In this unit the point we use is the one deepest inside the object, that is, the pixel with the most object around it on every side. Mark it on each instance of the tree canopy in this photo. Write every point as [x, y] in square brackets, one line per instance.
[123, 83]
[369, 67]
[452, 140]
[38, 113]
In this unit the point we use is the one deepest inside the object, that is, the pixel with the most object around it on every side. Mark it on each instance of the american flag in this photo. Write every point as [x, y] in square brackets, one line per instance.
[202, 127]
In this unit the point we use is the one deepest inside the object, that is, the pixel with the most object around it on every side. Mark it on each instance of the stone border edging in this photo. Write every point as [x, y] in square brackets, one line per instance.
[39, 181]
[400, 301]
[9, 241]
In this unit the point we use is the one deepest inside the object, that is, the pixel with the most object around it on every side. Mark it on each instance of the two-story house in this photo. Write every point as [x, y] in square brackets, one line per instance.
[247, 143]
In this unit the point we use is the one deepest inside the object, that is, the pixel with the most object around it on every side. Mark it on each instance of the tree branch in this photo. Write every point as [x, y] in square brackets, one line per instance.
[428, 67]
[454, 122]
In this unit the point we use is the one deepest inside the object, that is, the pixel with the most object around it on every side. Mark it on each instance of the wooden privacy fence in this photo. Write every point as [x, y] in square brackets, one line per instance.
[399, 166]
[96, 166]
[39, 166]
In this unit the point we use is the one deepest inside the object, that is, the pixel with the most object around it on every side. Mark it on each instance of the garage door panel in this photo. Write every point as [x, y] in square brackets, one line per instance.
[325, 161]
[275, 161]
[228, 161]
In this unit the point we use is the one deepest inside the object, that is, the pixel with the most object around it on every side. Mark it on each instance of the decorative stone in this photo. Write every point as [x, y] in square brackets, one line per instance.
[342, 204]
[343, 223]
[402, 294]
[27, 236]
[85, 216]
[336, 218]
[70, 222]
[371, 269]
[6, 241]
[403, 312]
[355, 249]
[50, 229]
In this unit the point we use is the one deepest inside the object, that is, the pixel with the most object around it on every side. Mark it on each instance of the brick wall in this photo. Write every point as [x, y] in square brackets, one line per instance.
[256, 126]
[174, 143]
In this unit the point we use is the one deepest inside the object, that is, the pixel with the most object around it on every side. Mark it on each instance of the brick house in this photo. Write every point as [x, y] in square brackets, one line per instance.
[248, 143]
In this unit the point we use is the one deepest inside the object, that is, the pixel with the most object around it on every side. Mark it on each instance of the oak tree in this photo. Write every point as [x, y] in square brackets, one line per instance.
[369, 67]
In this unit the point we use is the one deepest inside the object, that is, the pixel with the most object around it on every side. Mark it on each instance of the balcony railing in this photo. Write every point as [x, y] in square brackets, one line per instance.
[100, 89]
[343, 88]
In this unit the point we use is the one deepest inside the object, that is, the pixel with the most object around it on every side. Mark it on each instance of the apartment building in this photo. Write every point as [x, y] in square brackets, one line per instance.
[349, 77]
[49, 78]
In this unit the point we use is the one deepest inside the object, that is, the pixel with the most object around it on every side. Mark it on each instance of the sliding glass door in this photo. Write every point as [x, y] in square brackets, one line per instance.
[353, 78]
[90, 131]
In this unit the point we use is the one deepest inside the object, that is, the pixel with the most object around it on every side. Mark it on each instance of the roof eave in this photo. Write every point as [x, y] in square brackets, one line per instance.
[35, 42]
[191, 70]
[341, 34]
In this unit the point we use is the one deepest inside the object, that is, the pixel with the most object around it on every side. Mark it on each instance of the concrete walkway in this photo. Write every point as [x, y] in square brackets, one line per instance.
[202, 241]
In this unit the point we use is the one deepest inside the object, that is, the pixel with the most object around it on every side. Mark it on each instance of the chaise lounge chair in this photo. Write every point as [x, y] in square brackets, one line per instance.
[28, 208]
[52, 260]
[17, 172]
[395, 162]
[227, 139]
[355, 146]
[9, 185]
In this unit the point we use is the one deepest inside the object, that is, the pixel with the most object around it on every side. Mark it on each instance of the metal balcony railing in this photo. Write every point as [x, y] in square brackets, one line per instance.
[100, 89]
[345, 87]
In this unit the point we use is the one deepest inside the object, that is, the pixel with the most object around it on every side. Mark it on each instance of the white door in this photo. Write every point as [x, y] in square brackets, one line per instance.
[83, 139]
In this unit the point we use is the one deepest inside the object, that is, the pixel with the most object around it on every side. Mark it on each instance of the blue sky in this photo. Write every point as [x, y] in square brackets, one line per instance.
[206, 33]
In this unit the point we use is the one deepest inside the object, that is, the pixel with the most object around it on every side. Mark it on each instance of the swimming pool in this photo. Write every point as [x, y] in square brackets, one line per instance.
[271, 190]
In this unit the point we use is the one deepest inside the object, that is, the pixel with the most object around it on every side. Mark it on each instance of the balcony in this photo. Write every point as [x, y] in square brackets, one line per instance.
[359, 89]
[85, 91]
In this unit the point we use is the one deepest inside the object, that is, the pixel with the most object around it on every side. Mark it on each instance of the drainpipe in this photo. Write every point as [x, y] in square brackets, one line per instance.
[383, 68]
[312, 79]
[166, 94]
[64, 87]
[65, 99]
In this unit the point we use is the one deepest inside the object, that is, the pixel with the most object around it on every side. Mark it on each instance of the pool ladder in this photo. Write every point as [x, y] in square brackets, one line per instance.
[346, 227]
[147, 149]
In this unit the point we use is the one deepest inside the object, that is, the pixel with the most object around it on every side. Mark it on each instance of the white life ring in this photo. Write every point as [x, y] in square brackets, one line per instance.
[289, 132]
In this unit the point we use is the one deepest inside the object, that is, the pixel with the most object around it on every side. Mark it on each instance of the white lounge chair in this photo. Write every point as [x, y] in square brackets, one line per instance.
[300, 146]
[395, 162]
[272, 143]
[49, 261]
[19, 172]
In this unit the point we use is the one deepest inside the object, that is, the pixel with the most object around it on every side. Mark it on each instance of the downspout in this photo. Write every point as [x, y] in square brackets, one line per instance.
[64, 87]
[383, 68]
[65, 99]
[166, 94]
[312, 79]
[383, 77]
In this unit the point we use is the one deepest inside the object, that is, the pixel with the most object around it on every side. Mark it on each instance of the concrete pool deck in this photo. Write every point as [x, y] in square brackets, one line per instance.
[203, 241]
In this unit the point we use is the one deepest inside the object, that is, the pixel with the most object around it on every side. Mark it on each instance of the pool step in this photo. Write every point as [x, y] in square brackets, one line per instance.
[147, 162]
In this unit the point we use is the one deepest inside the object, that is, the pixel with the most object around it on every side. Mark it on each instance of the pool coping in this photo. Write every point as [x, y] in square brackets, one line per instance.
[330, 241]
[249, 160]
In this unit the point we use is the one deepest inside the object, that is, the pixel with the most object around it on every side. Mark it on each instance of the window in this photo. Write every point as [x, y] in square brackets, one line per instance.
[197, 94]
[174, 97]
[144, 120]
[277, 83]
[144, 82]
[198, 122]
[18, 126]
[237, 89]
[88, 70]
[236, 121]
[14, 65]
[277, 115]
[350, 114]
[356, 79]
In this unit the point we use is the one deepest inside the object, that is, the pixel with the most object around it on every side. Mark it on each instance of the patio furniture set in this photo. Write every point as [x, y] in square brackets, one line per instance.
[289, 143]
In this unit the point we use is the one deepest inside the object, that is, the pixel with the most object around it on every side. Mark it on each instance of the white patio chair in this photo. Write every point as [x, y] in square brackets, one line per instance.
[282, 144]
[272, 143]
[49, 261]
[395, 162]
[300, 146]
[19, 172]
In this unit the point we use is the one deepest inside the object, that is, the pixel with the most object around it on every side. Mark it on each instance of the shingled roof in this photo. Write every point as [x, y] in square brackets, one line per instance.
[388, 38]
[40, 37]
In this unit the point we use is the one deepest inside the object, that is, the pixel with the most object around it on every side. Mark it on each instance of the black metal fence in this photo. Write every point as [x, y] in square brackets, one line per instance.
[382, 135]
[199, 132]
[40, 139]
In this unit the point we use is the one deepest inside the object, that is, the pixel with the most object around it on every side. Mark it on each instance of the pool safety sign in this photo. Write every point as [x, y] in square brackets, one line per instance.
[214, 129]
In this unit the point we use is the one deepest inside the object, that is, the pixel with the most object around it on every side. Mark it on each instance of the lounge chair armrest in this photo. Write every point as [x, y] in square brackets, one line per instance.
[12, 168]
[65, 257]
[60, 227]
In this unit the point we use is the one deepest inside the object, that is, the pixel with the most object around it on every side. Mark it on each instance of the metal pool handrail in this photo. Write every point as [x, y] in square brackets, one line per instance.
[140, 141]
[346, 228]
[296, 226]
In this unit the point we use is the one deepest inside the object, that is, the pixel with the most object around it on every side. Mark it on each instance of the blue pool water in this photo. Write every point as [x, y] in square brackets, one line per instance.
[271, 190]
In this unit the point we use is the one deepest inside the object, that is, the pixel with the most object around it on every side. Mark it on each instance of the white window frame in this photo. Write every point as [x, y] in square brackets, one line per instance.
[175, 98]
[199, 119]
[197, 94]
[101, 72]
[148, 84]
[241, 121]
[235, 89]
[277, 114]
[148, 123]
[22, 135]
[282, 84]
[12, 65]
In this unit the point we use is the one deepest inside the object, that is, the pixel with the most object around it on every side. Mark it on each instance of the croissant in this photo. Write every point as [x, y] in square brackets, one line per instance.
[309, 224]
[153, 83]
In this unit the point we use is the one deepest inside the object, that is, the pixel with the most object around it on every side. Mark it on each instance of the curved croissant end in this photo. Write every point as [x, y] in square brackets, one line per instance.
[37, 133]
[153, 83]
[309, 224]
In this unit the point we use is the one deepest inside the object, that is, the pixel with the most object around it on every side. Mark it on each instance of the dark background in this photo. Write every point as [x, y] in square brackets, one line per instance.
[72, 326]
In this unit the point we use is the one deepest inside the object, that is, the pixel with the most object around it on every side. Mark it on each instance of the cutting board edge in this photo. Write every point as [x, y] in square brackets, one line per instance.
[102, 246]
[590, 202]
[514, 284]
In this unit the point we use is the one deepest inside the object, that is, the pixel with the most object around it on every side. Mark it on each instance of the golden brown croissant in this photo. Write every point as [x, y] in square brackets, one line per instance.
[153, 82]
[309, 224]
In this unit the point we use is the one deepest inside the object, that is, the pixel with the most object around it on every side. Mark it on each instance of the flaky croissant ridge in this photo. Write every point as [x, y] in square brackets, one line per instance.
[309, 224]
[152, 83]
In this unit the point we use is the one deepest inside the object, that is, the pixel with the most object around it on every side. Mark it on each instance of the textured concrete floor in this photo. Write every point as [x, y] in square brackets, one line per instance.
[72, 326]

------------------------------

WHAT IS BEING ASKED = Reproduce, exactly and with nothing added, the lines from the one that includes "of the golden" through the last line of the material.

TASK RESULT =
In this unit the point we use is the one deepest inside the object, that is, the pixel with the most object around it on every side. Mark it on each instance of the golden brown croissant in this photo. Write every point as [x, y] in square brackets, one line per instance.
[153, 82]
[309, 224]
In this unit the point we use is the one deepest inside the object, that is, the pixel with the most object around it on every side. Mark it on each instance of the flaky croissant ridge in this photo. Write every point as [x, y] in square brackets, one line per instance.
[309, 224]
[152, 83]
In this unit the point we use is the one deepest inside the object, that is, the pixel with the most object around it on every side. Mark it on each instance of the textured concrete floor in this photo. Write every point as [x, y] in square brackets, one line per instance.
[72, 326]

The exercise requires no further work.